** Problem **
Restate word for word, and only, the lines that extend from the line containing "of the light" through the end of the records below.
=== Begin Enclosure ===
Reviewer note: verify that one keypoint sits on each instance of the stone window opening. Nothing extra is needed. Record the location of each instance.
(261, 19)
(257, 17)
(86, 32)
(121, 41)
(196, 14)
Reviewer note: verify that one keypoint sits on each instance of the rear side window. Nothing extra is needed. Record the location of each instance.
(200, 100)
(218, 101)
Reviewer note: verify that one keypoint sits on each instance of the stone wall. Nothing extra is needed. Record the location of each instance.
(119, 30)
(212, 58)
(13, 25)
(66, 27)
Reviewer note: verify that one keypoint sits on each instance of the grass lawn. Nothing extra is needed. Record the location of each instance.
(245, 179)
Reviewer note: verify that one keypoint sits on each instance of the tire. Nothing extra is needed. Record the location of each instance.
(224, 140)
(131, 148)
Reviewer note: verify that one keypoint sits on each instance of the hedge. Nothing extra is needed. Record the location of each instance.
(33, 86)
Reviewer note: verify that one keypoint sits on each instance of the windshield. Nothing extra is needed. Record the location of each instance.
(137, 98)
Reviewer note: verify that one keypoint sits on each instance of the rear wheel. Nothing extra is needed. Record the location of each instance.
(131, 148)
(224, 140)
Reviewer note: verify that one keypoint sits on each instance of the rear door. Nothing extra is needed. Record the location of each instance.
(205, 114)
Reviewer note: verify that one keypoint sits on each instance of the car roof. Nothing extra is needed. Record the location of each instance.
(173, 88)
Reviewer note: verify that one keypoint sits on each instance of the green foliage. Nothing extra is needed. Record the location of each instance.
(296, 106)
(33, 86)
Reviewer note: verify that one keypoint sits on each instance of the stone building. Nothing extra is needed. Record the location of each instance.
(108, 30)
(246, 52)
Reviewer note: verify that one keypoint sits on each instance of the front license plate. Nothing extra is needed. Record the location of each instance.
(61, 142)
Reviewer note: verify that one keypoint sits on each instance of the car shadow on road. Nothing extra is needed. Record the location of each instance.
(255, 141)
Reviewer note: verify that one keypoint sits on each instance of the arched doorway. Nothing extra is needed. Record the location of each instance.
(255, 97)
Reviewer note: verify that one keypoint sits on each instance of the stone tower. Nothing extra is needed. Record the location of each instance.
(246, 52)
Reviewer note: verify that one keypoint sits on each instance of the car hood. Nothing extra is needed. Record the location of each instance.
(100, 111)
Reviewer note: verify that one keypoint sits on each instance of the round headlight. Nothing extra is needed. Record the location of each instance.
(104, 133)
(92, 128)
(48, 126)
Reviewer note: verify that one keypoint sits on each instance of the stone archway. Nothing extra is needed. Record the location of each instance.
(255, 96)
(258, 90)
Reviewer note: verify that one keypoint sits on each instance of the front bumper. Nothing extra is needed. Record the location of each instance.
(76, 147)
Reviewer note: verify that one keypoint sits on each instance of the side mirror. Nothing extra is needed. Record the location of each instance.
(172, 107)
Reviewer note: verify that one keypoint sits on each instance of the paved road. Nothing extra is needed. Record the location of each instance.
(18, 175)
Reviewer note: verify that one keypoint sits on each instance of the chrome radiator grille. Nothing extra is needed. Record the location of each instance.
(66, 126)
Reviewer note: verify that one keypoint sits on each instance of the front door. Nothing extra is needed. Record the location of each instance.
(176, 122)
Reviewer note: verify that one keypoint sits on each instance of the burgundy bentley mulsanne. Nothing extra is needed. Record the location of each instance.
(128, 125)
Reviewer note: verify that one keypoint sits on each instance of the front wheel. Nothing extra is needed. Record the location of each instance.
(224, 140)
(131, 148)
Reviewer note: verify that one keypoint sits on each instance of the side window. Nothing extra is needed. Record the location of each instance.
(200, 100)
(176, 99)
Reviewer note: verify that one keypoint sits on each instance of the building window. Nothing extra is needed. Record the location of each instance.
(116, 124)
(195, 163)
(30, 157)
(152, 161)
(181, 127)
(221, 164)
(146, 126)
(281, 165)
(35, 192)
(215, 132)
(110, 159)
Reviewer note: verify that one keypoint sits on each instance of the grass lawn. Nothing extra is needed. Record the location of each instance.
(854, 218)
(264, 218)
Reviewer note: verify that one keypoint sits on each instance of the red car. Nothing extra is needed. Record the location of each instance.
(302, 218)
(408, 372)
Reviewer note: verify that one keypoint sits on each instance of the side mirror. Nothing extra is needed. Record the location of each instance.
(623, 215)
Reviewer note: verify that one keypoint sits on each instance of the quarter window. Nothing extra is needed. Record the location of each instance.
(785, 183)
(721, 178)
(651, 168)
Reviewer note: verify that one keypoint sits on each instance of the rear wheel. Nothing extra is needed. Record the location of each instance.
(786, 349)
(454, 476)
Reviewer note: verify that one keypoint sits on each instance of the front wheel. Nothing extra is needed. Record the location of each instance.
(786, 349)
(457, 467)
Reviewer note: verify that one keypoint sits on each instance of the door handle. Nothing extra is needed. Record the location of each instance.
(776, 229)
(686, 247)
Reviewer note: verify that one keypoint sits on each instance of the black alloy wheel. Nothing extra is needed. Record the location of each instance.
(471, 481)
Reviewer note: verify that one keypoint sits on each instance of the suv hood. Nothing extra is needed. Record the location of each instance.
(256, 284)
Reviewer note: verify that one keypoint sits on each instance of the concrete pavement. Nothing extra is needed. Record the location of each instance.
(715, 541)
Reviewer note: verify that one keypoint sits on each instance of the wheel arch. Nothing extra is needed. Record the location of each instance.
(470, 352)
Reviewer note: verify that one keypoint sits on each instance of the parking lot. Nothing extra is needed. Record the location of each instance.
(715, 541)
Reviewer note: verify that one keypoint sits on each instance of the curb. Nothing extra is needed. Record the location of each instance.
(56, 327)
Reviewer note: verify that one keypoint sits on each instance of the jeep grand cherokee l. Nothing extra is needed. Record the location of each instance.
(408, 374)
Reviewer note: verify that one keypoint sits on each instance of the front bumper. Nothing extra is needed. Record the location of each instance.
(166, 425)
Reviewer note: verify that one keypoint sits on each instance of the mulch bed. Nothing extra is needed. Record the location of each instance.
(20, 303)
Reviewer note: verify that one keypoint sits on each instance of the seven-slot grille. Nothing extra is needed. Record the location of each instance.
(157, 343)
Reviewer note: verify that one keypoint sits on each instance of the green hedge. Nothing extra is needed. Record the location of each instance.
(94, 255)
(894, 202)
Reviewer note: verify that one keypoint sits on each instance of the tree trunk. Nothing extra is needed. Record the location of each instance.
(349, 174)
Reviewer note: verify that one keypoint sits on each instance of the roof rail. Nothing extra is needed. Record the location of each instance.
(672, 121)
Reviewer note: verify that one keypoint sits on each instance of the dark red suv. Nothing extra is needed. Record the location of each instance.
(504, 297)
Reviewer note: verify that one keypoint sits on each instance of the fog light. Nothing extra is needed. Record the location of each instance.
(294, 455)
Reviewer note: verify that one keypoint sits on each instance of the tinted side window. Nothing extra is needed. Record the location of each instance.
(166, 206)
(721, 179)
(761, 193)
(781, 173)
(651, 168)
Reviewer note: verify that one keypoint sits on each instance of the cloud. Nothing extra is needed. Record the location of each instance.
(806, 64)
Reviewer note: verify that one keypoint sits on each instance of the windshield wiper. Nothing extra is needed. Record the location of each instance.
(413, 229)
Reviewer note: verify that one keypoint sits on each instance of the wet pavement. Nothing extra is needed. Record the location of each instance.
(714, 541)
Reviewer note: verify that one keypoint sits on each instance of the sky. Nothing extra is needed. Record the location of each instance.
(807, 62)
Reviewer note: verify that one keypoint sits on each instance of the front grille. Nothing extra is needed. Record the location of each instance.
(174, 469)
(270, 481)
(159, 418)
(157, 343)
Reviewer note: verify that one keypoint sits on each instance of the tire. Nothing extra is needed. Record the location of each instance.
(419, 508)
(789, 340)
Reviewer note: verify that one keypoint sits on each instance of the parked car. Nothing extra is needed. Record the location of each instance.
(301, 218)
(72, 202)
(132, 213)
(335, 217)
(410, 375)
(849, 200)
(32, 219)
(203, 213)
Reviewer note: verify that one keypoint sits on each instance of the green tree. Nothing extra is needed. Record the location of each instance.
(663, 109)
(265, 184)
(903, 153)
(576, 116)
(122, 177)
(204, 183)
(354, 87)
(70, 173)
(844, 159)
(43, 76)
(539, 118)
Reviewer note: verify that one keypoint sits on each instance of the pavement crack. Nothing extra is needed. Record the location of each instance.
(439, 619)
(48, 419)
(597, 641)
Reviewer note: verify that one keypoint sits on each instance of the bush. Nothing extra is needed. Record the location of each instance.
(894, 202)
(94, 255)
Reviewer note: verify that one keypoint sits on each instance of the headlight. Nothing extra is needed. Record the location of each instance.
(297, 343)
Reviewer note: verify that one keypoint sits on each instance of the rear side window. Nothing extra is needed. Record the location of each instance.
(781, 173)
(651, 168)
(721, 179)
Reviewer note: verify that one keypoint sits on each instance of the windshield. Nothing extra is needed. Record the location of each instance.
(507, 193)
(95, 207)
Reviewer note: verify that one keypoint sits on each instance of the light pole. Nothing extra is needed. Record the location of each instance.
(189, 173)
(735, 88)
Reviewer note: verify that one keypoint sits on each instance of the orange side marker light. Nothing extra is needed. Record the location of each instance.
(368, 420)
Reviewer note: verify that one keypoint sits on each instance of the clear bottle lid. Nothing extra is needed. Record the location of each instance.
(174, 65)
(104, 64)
=== End Enclosure ===
** Solution for this problem **
Reviewer note: verify that one keypoint sits on each instance of the light pole. Nothing extra is needed. Record the location of each instance.
(189, 173)
(735, 88)
Reviewer note: verify that one keypoint sits on each instance of the orange side marker light. Nothing extra is needed. Record the location of each instance.
(368, 420)
Reviewer note: verify that one keypoint sits on each instance of the clear bottle lid. Nothing extra is needed. Record the location of each instance.
(174, 65)
(104, 64)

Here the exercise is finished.